## WHAT YOU HAVE TO DO
Images excluded, repeat each entry below exactly.

☆ ☆ ☆ ☆

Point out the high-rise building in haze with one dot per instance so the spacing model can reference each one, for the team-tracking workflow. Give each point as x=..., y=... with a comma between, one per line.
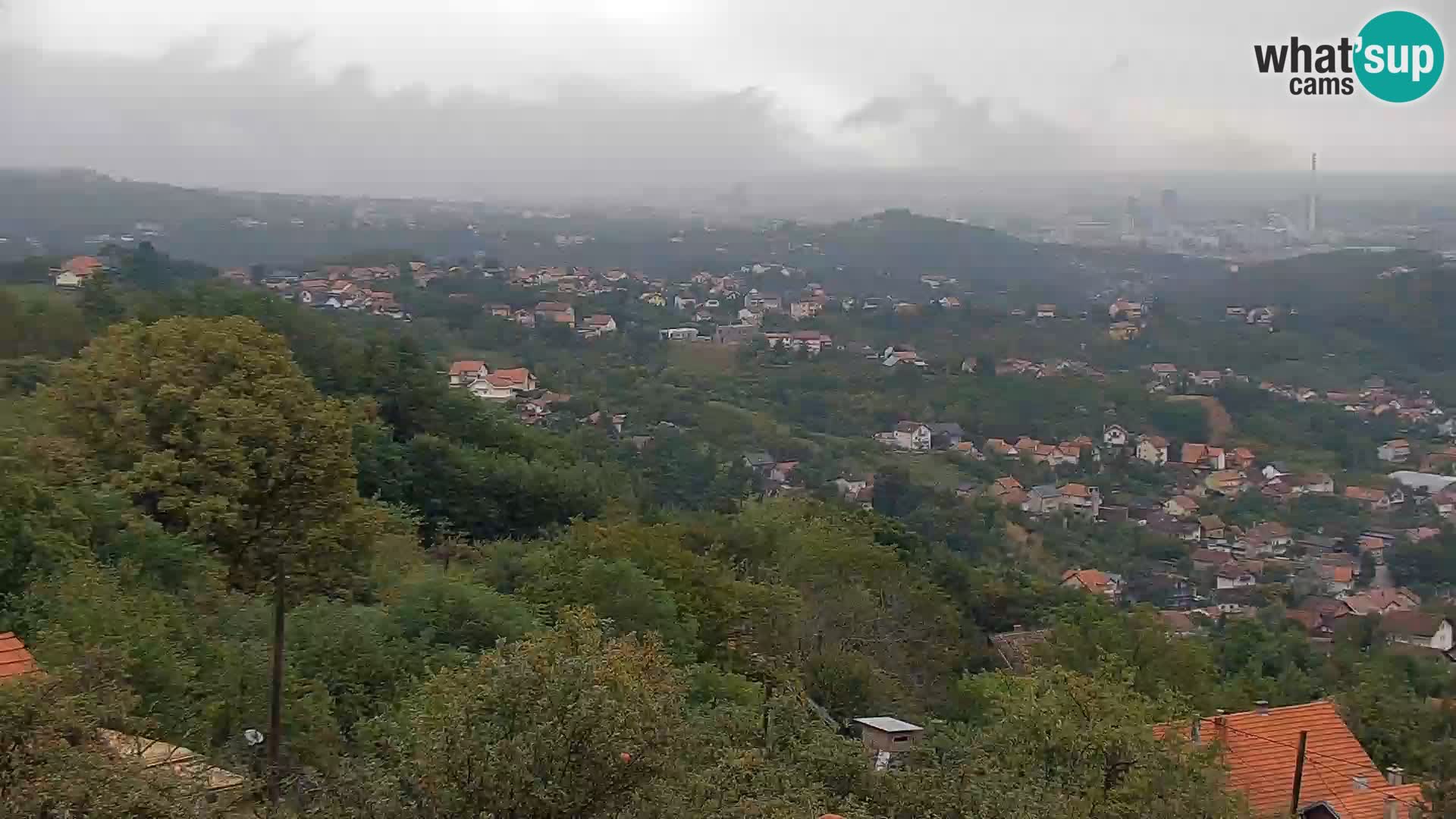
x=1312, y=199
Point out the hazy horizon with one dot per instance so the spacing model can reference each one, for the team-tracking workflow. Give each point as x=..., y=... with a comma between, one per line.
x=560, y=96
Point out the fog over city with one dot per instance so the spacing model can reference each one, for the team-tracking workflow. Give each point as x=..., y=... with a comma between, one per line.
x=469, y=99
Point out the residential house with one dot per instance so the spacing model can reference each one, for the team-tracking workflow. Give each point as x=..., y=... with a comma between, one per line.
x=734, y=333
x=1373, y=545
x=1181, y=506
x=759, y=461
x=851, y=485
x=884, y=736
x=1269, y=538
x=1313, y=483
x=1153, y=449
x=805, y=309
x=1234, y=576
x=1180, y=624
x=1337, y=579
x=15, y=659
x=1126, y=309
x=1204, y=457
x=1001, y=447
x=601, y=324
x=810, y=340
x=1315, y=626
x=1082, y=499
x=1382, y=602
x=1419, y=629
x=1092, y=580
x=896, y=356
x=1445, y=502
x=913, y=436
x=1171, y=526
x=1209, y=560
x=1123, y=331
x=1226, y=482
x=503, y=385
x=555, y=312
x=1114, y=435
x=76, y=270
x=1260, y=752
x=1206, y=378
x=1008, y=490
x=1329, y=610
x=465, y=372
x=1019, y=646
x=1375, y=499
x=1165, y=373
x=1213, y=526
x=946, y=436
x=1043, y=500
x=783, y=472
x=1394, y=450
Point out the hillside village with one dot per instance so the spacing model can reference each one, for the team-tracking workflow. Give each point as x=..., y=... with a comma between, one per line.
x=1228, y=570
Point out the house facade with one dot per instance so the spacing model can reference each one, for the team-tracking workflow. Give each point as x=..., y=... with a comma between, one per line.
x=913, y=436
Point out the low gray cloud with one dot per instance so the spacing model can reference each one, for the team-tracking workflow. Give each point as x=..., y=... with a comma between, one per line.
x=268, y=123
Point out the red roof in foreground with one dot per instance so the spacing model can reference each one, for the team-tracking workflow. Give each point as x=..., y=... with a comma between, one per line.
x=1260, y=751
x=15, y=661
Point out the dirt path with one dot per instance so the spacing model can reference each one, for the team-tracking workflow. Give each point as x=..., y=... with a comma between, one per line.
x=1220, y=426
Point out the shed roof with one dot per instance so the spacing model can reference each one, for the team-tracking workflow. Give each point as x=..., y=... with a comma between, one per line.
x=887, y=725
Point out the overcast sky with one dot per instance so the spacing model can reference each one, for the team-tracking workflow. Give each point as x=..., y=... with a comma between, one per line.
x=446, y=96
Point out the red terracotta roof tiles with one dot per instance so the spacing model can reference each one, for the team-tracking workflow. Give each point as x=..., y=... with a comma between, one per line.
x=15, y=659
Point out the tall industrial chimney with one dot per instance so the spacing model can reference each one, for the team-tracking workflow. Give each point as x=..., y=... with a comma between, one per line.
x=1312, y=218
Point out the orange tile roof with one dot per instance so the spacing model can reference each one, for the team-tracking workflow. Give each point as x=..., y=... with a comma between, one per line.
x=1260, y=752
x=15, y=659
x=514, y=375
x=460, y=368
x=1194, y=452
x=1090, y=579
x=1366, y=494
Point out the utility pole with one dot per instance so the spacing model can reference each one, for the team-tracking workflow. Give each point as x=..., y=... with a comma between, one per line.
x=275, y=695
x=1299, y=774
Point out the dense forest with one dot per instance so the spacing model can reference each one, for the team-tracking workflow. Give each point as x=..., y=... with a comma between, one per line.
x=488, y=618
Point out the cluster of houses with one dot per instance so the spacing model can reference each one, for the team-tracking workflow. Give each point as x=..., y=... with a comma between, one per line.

☆ ☆ ☆ ☆

## TASK SOLUTION
Point out the high-rise building in haze with one dot per instance so the spacing model can reference each one, for the team-tracking workflow. Give each point as x=..., y=... with a comma between, one per line.
x=1312, y=199
Point out the hazy horizon with one dot per instance so the spacing model can reference each one, for the team-tracking workflow. Give each point as x=..., y=... with a comma between, one per line.
x=560, y=96
Point out the fog over city with one dot per instance so the spacing model can reference each one, for the team-tracking workflow. Give each point as x=..., y=... with a comma between, one per line.
x=469, y=99
Point out the residential house with one dot per instance so the spacing model can reference each one, for the team-tracking workflow. Give each point as x=..., y=... with a comma between, one per line.
x=734, y=333
x=1373, y=545
x=1181, y=506
x=759, y=461
x=851, y=485
x=884, y=736
x=1269, y=538
x=1313, y=483
x=1153, y=449
x=805, y=309
x=1234, y=576
x=1180, y=624
x=1337, y=579
x=15, y=659
x=1126, y=309
x=1204, y=457
x=1001, y=447
x=601, y=324
x=810, y=340
x=1315, y=626
x=1082, y=499
x=1382, y=602
x=1419, y=629
x=1092, y=580
x=896, y=356
x=1445, y=502
x=913, y=436
x=1171, y=526
x=1209, y=560
x=1123, y=331
x=1226, y=482
x=503, y=385
x=555, y=312
x=1114, y=435
x=76, y=270
x=1260, y=752
x=1206, y=378
x=1008, y=490
x=1329, y=610
x=465, y=372
x=1019, y=646
x=1375, y=499
x=1165, y=373
x=1213, y=526
x=946, y=436
x=1043, y=500
x=783, y=472
x=1394, y=450
Point out the hillside village with one dot per instance so the spacing model can reference each one, for the team-tracking workflow. Give each point as x=..., y=... with a comma between, one per line.
x=1228, y=570
Point out the house facade with one dot per instance so the spacing model can reference each one, for the team-tracking workflow. Give each point as x=..., y=... with a comma between, one per line.
x=913, y=436
Point out the low gray cloud with one dot per instance so the spacing model can reference each one, for the team-tracking workflow. Give each point as x=..., y=... with a comma between, one per line.
x=268, y=123
Point out the red roof in foreground with one dot per instance so the spacing model can reference each one, for the team-tracking workflow. Give each point as x=..., y=... with a comma between, one per line.
x=1260, y=751
x=15, y=661
Point out the dirt path with one dot per instance so the spacing model can reference each one, for the team-tracking workflow. Give each point as x=..., y=... with a comma between, one per line.
x=1220, y=426
Point out the shed roof with one dot per instance so the spacing model can reference each one, for the team-tracking workflow. Give each point as x=..., y=... with a comma between, one per line.
x=887, y=725
Point out the overcast sky with one dot per instance so the spacing model can reference each one, for the team-tracking workflow. Give each point as x=..., y=... with a comma between, one per line.
x=446, y=96
Point out the red terracotta roof tiles with one dot per instance so the spacing model can reference each one, for the team-tracking workflow. Give each point as x=..., y=... with a comma between, one per line.
x=15, y=659
Point out the tall industrial chimney with one dot per instance so the spacing model can reference each one, for the team-tracking workflow. Give each point as x=..., y=... with a comma between, one per line.
x=1312, y=218
Point out the orange tile roof with one dot per instance so the spacing model can reference each one, for the team-tracking workflow. Give each point as x=..., y=... with a comma between, one per line.
x=1260, y=752
x=15, y=659
x=514, y=375
x=460, y=368
x=1194, y=452
x=1090, y=579
x=1366, y=494
Point out the utility pole with one dot per instance so the spacing model can reference each one, for the team-tracking workflow. Give each point as x=..., y=... with a comma between, one per line.
x=275, y=695
x=1299, y=774
Point out the dense forest with one dot per instance so the spacing model can reference each one, for the team-tracking workflow. Give each point as x=..., y=... with a comma between, one per line.
x=488, y=618
Point out the cluster of houses with one dot per instance so the spacing model can reference each one, for the team-tracking workflow. Give each point as x=..., y=... with a comma between, one per line.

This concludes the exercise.